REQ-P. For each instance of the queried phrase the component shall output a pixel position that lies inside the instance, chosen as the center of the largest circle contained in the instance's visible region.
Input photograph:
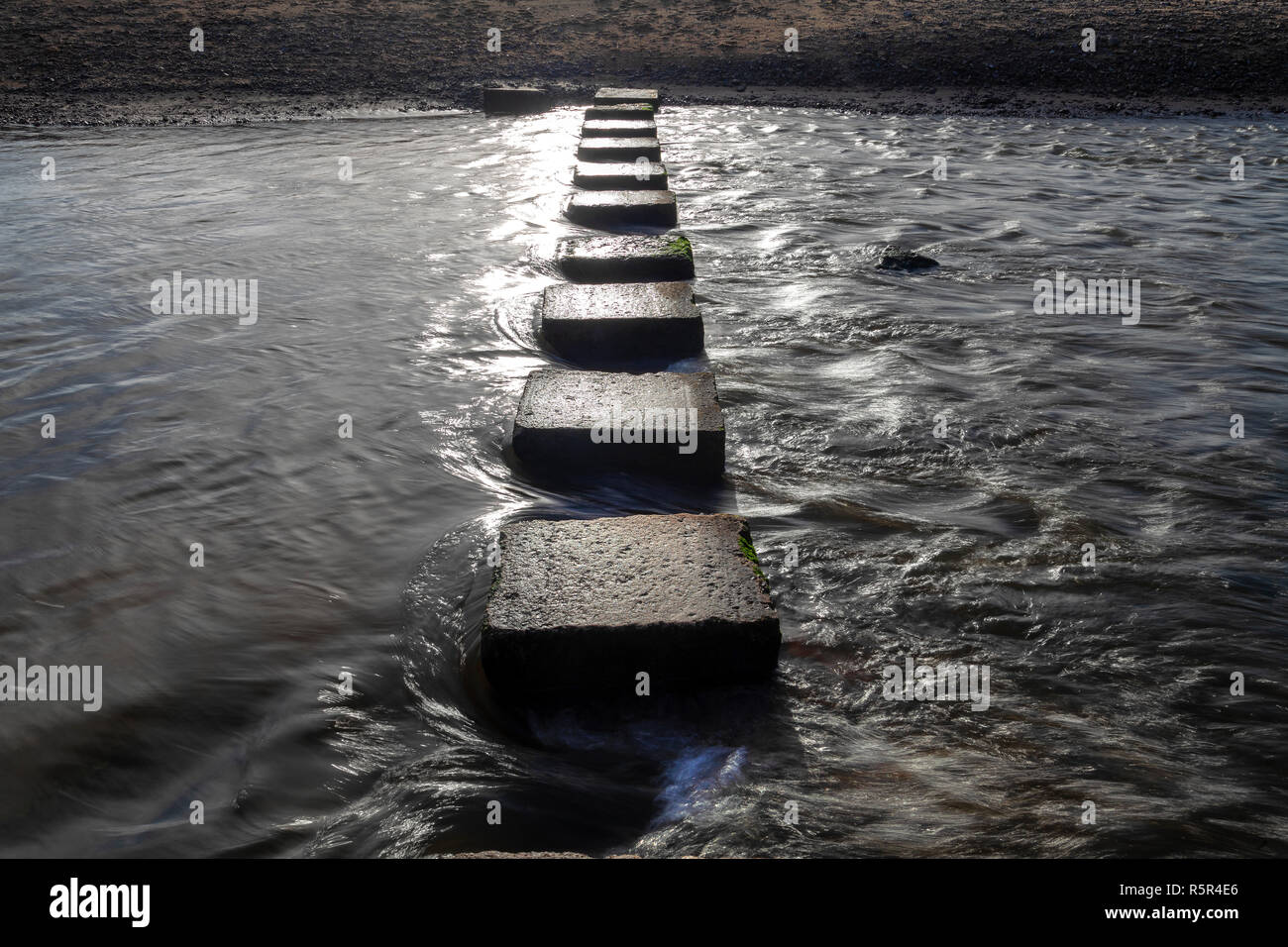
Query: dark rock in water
(497, 101)
(609, 210)
(666, 424)
(588, 605)
(618, 128)
(625, 97)
(897, 258)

----------

Action item. Give the data again exactly as it appears, but without any images.

Result of this task.
REQ-P. For each instance of the queried phrase the component shall output a pixel position that lies inside the instance, chosen as the center of the largest circle contained in the instance's visible region.
Input photograph:
Query: dark rock in water
(497, 101)
(609, 210)
(666, 424)
(588, 605)
(618, 128)
(625, 97)
(897, 258)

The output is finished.